(Excerpts from a dataset)

- Opening Delimiter -

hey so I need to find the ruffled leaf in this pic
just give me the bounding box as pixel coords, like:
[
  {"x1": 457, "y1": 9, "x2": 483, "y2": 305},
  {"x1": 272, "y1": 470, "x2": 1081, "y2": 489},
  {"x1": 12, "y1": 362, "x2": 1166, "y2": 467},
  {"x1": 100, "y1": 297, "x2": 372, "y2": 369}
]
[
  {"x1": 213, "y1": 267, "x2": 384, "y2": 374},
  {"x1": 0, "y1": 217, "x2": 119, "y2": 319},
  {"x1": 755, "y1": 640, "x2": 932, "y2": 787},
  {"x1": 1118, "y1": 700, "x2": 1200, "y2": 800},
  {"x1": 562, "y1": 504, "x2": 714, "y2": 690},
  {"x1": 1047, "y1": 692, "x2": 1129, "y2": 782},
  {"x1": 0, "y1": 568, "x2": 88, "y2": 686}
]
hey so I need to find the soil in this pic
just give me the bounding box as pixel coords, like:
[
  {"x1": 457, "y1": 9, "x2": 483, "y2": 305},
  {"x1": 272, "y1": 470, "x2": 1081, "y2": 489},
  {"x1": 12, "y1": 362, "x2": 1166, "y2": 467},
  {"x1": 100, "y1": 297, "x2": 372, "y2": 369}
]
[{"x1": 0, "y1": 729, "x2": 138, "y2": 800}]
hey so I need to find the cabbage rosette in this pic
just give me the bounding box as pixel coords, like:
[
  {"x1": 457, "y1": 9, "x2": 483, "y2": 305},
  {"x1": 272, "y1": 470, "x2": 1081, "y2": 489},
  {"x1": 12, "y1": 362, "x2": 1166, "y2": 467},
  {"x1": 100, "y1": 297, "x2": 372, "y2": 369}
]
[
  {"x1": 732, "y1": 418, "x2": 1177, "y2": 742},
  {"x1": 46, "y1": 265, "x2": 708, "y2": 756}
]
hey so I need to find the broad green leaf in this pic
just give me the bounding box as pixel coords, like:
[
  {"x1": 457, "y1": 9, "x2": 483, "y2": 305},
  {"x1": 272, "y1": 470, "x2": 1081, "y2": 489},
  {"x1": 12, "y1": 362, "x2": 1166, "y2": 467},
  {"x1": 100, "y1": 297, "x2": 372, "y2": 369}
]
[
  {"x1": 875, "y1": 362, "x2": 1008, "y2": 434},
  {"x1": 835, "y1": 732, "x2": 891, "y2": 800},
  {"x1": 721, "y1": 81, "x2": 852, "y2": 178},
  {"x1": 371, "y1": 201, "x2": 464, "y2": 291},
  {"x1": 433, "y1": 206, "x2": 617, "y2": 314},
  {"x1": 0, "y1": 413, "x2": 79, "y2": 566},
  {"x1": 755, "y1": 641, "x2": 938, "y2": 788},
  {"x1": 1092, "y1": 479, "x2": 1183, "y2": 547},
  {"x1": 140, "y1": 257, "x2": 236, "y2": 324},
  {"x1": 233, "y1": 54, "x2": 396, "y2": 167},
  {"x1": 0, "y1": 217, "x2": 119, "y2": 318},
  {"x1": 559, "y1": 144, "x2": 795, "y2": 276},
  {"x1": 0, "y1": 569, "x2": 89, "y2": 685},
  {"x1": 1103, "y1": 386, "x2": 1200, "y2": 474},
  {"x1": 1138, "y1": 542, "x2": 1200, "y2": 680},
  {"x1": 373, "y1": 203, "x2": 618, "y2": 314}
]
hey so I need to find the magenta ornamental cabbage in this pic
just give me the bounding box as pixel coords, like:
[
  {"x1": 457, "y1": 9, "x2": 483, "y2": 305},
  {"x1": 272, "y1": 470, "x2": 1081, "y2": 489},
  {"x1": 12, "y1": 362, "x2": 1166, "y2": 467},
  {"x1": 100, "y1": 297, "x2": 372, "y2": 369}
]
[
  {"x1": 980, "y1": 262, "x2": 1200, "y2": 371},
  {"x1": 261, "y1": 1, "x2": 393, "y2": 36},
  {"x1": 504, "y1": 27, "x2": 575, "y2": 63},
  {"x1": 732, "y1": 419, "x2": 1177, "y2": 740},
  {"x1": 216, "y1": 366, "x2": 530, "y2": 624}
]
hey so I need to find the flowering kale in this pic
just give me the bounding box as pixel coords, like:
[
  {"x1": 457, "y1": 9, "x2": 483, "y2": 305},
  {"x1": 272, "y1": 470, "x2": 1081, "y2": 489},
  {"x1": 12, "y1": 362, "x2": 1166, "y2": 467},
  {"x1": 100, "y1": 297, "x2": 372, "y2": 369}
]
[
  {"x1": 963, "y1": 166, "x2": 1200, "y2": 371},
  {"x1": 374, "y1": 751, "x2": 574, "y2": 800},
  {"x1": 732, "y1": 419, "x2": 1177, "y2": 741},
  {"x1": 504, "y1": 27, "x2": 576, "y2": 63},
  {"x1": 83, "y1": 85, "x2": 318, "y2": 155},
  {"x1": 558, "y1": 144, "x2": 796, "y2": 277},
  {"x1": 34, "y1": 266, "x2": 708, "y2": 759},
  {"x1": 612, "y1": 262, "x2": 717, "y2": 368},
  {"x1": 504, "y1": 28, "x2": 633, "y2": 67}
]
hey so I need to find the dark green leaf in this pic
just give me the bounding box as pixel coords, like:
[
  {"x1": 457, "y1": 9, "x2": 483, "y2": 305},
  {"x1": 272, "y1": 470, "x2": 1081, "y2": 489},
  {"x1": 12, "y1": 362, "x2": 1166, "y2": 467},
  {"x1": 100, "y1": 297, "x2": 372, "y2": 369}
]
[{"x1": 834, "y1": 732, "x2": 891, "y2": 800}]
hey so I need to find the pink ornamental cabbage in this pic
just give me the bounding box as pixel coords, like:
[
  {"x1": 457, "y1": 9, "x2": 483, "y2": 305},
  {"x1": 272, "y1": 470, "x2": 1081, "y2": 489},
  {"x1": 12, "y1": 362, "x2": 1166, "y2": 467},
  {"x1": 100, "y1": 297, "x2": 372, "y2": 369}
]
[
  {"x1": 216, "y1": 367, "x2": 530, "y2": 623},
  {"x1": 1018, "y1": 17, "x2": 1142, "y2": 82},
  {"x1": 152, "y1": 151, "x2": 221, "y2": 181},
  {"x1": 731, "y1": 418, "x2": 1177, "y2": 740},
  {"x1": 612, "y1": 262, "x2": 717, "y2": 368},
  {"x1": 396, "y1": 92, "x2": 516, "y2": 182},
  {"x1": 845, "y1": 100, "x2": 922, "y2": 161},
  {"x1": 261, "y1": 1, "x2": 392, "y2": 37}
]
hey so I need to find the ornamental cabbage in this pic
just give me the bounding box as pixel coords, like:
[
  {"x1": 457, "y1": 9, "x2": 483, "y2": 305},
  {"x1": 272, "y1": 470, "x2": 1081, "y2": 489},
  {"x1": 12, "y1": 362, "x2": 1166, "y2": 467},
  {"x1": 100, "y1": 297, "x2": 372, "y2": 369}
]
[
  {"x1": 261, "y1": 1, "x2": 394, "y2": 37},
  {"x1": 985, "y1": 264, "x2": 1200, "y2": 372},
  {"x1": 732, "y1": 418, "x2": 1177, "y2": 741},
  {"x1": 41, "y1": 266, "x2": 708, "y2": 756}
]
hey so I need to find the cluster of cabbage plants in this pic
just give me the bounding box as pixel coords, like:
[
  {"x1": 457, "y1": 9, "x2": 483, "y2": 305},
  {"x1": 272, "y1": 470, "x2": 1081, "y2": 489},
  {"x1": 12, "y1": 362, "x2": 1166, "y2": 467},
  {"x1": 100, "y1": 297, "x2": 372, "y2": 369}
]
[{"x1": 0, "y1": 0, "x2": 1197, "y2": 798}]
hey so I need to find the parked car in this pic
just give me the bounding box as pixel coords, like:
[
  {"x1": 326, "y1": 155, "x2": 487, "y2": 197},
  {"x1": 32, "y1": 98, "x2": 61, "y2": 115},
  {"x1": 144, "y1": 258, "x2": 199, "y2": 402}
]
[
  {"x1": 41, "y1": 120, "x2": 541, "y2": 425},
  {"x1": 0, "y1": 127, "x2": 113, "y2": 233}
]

- Closing Delimiter -

| TASK OBJECTIVE |
Copy all the lines above that hold the string "find".

| EXERCISE RESULT |
hey so I need to find the ruffled leaf in this pic
hey so I need to find the soil in this pic
hey so I need to find the cabbage rosette in this pic
hey so I need to find the broad green leaf in this pic
hey so I need to find the magenta ornamental cabbage in this pic
hey so I need to find the flowering kale in this pic
hey so I need to find the dark green leaf in this pic
hey so I need to find the pink ornamental cabbage in this pic
hey so I need to find the ornamental cabbage in this pic
hey so I need to find the cluster of cabbage plants in this pic
hey so I need to find the parked car in this pic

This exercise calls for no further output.